▶ ACTIVITY LIST:
[1] In the passage on emergent strategy, which organization is Phil Buchanan associated with?
[2] Reproduce the passage on emergent strategy verbatim, starting with "That remains true" and going on through "management more broadly.".

That remains true even though, as Phil Buchanan of the Center for Effective Philanthropy points out in his reaction to the article, the argument may not be entirely original. He notes correctly that Patti Patrizi has been making their case for years. Phil himself, along with Cindy Gibson, Bill Dietel, Bill Somerville, Michael Edwards, Albert Ruesga, Rick Cohen, and others have also “been cautioning against the top-down, corporate, ‘unique value’ approach” once espoused by the authors. One also cannot overlook the contributions of Henry Mintzberg and Margaret Wheatley to an “emergent” approach to organizational management more broadly.

Furthermore, Harvard’s Christine Letts points out that some foundations have been practicing emergent strategy for a while, though they may not have called it that. Foremost among the “good past examples of foundation work that does match the challenge that the authors raise” is “the success of the conservative foundations.”

▶ EXCERPTED DATA:
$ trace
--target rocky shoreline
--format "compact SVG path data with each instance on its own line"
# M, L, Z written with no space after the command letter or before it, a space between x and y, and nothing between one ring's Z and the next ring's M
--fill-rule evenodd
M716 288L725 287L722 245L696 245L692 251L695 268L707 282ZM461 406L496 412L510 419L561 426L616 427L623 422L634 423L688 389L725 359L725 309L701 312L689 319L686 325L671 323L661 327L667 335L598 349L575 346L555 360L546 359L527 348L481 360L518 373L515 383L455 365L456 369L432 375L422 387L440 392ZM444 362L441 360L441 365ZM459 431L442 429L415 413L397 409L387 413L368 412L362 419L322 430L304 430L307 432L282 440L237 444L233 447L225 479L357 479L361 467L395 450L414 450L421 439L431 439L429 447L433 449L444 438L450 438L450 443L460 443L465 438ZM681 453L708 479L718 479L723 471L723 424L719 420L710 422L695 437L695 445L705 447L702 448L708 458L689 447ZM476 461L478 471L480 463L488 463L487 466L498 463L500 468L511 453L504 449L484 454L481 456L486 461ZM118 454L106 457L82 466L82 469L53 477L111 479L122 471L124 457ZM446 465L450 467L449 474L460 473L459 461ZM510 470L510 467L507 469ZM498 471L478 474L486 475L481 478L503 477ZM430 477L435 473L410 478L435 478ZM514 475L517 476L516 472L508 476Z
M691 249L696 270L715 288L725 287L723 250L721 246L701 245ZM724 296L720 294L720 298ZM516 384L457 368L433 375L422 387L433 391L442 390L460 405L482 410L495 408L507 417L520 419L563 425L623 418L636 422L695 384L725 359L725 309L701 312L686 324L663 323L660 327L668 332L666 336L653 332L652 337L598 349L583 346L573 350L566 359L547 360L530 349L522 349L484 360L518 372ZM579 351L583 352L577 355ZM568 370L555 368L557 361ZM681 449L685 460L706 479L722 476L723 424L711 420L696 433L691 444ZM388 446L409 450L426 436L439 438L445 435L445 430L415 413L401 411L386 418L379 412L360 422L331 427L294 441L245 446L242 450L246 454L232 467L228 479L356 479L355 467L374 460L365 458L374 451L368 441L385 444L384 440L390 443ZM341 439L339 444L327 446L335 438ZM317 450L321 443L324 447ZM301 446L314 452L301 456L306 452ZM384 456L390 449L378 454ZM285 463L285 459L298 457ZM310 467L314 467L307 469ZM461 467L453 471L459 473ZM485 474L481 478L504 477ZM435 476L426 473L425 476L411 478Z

▶ ANSWERS BELOW:
[1] The Center for Effective Philanthropy.

[2]
That remains true even though, as Phil Buchanan of the Center for Effective Philanthropy points out in his reaction to the article, the argument may not be entirely original. He notes correctly that Patti Patrizi has been making their case for years. Phil himself, along with Cindy Gibson, Bill Dietel, Bill Somerville, Michael Edwards, Albert Ruesga, Rick Cohen, and others have also “been cautioning against the top-down, corporate, ‘unique value’ approach” once espoused by the authors. One also cannot overlook the contributions of Henry Mintzberg and Margaret Wheatley to an “emergent” approach to organizational management more broadly.